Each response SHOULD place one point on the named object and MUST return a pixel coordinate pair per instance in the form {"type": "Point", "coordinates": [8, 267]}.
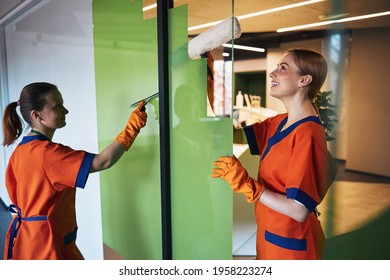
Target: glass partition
{"type": "Point", "coordinates": [126, 71]}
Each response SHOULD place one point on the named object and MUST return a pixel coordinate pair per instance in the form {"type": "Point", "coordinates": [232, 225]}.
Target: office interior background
{"type": "Point", "coordinates": [103, 56]}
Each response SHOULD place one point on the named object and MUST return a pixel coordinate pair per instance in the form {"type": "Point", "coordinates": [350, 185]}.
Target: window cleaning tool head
{"type": "Point", "coordinates": [214, 37]}
{"type": "Point", "coordinates": [147, 99]}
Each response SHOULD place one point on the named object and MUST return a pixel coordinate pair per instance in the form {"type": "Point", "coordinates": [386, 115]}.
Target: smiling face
{"type": "Point", "coordinates": [286, 78]}
{"type": "Point", "coordinates": [53, 113]}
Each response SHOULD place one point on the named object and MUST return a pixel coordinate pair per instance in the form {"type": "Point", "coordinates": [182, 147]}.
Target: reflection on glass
{"type": "Point", "coordinates": [201, 205]}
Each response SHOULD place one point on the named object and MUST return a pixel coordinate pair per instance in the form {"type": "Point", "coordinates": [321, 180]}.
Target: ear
{"type": "Point", "coordinates": [35, 116]}
{"type": "Point", "coordinates": [305, 80]}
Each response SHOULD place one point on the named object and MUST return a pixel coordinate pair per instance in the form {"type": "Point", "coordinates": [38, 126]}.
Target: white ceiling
{"type": "Point", "coordinates": [204, 11]}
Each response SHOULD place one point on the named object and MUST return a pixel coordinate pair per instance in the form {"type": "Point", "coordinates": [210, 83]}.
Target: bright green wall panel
{"type": "Point", "coordinates": [126, 71]}
{"type": "Point", "coordinates": [201, 205]}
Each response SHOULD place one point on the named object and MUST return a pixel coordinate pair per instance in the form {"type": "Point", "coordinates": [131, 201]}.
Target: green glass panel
{"type": "Point", "coordinates": [126, 71]}
{"type": "Point", "coordinates": [201, 205]}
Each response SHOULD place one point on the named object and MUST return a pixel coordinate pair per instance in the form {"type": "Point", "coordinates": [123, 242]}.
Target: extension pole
{"type": "Point", "coordinates": [163, 7]}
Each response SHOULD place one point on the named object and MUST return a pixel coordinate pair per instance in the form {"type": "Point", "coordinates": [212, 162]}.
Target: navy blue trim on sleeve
{"type": "Point", "coordinates": [302, 197]}
{"type": "Point", "coordinates": [82, 176]}
{"type": "Point", "coordinates": [251, 139]}
{"type": "Point", "coordinates": [286, 242]}
{"type": "Point", "coordinates": [280, 135]}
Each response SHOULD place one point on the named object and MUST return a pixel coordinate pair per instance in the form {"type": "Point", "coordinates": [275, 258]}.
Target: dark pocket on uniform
{"type": "Point", "coordinates": [286, 242]}
{"type": "Point", "coordinates": [70, 237]}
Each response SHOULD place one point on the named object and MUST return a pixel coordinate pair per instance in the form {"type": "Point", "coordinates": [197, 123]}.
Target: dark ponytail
{"type": "Point", "coordinates": [31, 98]}
{"type": "Point", "coordinates": [12, 124]}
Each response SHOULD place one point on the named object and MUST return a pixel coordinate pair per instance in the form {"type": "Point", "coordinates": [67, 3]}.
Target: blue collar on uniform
{"type": "Point", "coordinates": [29, 138]}
{"type": "Point", "coordinates": [280, 135]}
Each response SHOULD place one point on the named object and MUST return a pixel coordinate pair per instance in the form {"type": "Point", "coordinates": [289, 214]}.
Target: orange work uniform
{"type": "Point", "coordinates": [41, 179]}
{"type": "Point", "coordinates": [294, 163]}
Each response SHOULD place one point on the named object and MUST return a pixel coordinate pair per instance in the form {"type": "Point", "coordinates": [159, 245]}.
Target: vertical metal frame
{"type": "Point", "coordinates": [163, 7]}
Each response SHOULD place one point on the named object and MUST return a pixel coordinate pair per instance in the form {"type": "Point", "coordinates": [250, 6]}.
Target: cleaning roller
{"type": "Point", "coordinates": [214, 37]}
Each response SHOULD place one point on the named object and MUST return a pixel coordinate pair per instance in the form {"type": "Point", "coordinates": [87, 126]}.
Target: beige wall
{"type": "Point", "coordinates": [369, 100]}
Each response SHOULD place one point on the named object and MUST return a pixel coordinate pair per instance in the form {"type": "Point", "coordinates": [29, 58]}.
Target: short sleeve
{"type": "Point", "coordinates": [65, 167]}
{"type": "Point", "coordinates": [256, 135]}
{"type": "Point", "coordinates": [307, 178]}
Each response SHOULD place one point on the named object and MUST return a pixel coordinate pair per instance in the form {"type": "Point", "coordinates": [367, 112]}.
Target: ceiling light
{"type": "Point", "coordinates": [277, 9]}
{"type": "Point", "coordinates": [147, 8]}
{"type": "Point", "coordinates": [310, 25]}
{"type": "Point", "coordinates": [257, 14]}
{"type": "Point", "coordinates": [240, 47]}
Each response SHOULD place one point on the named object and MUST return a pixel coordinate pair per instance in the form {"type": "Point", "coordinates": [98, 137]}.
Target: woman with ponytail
{"type": "Point", "coordinates": [42, 176]}
{"type": "Point", "coordinates": [295, 169]}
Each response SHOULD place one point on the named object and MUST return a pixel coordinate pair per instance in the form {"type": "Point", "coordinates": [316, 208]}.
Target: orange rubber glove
{"type": "Point", "coordinates": [136, 121]}
{"type": "Point", "coordinates": [231, 170]}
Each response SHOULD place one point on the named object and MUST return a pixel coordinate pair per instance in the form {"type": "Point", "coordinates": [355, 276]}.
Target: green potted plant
{"type": "Point", "coordinates": [327, 112]}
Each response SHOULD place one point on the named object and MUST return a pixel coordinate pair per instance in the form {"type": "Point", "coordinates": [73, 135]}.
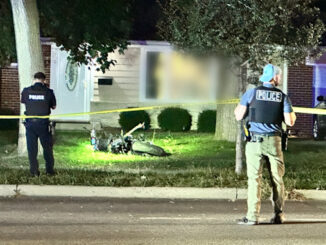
========================================
BRIEF => Locate every line in the items above that contains the word "uniform" and copy each of those lines, treating uppercase and lowercase letters as different.

WRITTEN ANSWER =>
Target: dark pocket on uniform
Target: blue collar on uniform
Target: orange work uniform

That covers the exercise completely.